• Yapılacak iş:
Hezarfen Ahmed Çelebi hakkındaki metnin "Seyahatnameye göre, bu" ile başlayıp "akçe ile ödüllendirmiştir." ile biten kısmını, "Sinan Paşa Köşkü" yerine "Yalı Köşkü" koyarak güncelleyip yeniden yazar mısın?

• Verilen metin:
--

Kıtalararası uçan ilk insan olmasından dolayı sadece Türkiye’de değil, dünyada da çokça merak edilen ve bundan dolayı biyografisi en çok merak edi

Kıtalararası uçan ilk insan olmasından dolayı sadece Türkiye’de değil, dünyada da çokça merak edilen ve bundan dolayı biyografisi en çok merak edilen kişilerden biri olan ve yine ismi binlerce fenlere vakıf anlamına gelen Hezarfen Ahmed Çelebi, gerçekten de uçtu mu?
İddianın geçtiği devir şiddetiyle nam salmış Dördüncü Murat Devri’dir. Sultan Murad devri bütün şiddetine rağmen sanat, fikir ve bilim adamlarının yoğun olarak yaşadığı bir devir olur. Nefi, Koçi Bey, Kâtip Çelebi gibi nice şair ve düşünür bu dönemde yetişir. Bunlardan biri de yazmış olduğu seyahatnamesi ile meşhur olan Evliya Çelebi’dir. Hezarfen Ahmed Çelebi’nin uçtuğunun iddia edildiği tek kaynak da Evliya Çelebi’nin bu seyahatnamesidir.
Seyahatnameye göre, ilk uçma denemelerini Okmeydanı’nda yapan ve başarılı olan Hezarfen Ahmed Çelebi, ‘Kartal Kanatları’ adı verilen kanatlarıyla ve esmekte olan lodosun yardımıyla Galata Kulesi’nden havalanmış, uçarak boğazı geçtikten sonra Üsküdar’da bulunan Doğancılar Meydanı’na inmiştir.
Seyahatnameye göre, bu harikulade olayı sadece İstanbul halkı değil, Sultan Murad da izlemiştir. Sarayburnu’nda bulunan Sinan Paşa Köşkü’nde, Hezarfen’in bir kuş gibi gökte süzülüşünü ilgiyle izleyen Sultan, kendisini huzuruna çağırtmış ve bir kese altınla yani 100 bin akçe ile ödüllendirmiştir.
Olayı fizik ve fiziğin yan dallarından biri olan aerodinamik kanunları bağlamında değerlendiren uzmanlar, Galata ve Doğancılar Meydanı arasındaki yaklaşık 3200 metrelik uzunca mesafenin, kas gücüyle aşılmasının imkânsız olduğu kanaatindedirler.

--

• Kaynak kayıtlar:
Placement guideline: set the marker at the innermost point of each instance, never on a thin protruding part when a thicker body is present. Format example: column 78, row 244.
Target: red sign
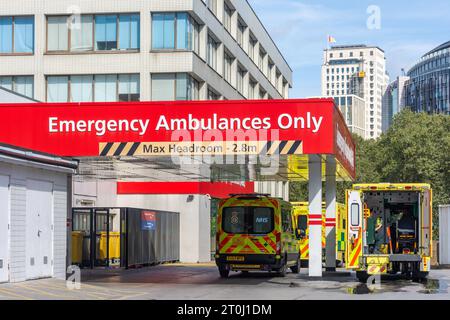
column 79, row 130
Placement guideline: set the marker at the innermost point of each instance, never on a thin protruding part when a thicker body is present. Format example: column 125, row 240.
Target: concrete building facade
column 114, row 50
column 357, row 70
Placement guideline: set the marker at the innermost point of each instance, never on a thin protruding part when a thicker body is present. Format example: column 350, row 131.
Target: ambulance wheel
column 419, row 276
column 282, row 271
column 296, row 267
column 224, row 271
column 362, row 276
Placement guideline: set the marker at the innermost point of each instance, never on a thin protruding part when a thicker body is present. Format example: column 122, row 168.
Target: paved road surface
column 202, row 281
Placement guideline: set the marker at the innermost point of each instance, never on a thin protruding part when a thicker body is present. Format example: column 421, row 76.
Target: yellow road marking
column 37, row 290
column 22, row 297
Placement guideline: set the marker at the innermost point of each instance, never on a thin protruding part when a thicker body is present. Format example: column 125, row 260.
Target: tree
column 415, row 149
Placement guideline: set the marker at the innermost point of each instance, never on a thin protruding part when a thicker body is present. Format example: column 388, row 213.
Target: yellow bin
column 114, row 246
column 77, row 247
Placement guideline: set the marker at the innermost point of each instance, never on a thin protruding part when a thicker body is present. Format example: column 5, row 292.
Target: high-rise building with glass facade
column 356, row 71
column 394, row 100
column 428, row 89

--

• Görev sonucu:
Seyahatnameye göre, bu harikulade olayı sadece İstanbul halkı değil, Sultan Murad da izlemiştir. Sarayburnu’nda bulunan Yalı Köşkü’nde, Hezarfen’in bir kuş gibi gökte süzülüşünü ilgiyle izleyen Sultan, kendisini huzuruna çağırtmış ve bir kese altınla yani 100 bin akçe ile ödüllendirmiştir.